A neural network imitates just like the brain of human beings in order to forecast and classify data. A neural network is composed of a set of connected, simulated neurons, few of which get scalar information from other neurons and convert that information into a singular output signal. All the inter associations are weighted among them and customization is done to these weights while the neural network runs on training data. A neural network comprises of a layered, feedforward, completely connected network of artificial neuron, or nodes. The term feedforward suggests that the data flows in one direction from input to the output layer. A classic neural network for classifying data can contain two or more layers, although most contain three layers such as, input, hidden and an output layer [42]. Multilayer Perceptron (MLP) is a classic example of a multilayer feed-forward network with one or more hidden layers between the input and output layer. Neurons in the hidden layer obtains a weighted summation of the input variable, and convert that total to a signal in the form of output with the help of a threshold function such as a sigmoid or step function. The weighted summation, which is obtained from the hidden layer, is given to the single node of an output layer and is transformed into a classification signal. Neural networks set up an association amid the input and yielded data, and are efficient with noisy data [16].

Instructions to follow.
Resume the passage on neural networks after its final sentence.

Dataset entries:
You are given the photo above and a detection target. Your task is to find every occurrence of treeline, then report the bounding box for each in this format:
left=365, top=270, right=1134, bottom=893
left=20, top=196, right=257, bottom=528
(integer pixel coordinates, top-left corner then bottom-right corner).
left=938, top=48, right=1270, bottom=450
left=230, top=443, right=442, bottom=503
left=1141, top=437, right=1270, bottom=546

* * *

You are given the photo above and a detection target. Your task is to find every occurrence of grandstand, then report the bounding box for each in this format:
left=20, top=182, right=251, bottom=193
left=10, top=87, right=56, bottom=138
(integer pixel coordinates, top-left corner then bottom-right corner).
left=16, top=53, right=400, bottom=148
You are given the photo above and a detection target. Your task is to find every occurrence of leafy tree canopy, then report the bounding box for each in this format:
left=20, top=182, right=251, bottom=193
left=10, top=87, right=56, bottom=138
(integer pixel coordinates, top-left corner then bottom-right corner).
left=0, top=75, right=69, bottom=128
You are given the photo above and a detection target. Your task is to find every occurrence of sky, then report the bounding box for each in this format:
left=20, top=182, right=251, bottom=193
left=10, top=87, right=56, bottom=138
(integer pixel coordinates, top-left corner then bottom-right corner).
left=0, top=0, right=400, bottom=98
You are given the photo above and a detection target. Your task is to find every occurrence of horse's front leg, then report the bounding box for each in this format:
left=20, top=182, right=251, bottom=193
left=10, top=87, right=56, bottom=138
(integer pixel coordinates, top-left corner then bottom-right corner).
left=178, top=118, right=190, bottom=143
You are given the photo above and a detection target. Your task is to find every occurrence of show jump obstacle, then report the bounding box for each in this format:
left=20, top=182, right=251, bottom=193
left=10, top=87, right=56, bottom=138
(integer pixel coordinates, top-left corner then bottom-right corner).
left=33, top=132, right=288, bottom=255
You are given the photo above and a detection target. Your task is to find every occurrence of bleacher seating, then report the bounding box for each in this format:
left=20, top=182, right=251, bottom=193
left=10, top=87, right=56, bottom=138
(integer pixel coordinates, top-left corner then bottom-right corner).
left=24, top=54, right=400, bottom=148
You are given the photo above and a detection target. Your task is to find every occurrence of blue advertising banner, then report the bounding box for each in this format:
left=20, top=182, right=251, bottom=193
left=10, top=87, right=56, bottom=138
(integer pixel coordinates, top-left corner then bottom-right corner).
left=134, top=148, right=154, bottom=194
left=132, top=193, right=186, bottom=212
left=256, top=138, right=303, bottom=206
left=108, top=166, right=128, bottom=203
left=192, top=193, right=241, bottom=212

Result of this task.
Ortega et al. [13] proposed a fraud detection system which utilizes committee of MLP networks for each entity (such as, medical claims, affiliates, medical professionals and employers) involved in the fraud, in a Chilean private health insurance company. Figure 12.2 demonstrates the four sub-models which are a working group of neural networks for all entities. The inputs are pre-calculated attribute vectors that represent the specific exploitation and fraud sub-problem. Whenever a medical claim is obtained by the ISAPRE (a private pre-paid health insurance plan) system, the output of each committee conveys a predictive value. These values provide supplementary inputs to the sub-models, offering a response technique for merging the diverse outcomes. Models are assessed at fixed time intervals as per the predetermined agenda. The model representing medical claim is implemented every day to process inward entries while the other models are implemented once in a month. Every sub-model is trained again on monthly basis. A data renewal process has been defined for keeping the training models descriptive for historical and new fraud patterns. With the help of experts new training samples are selected and thoroughly classified. Then a subclass of equivalent amounts of normal and fraud conditions are chosen and included to the training dataset. Hence, the model retains knowledge of new kinds of fraud, and is able to prevent these emerging categories [13].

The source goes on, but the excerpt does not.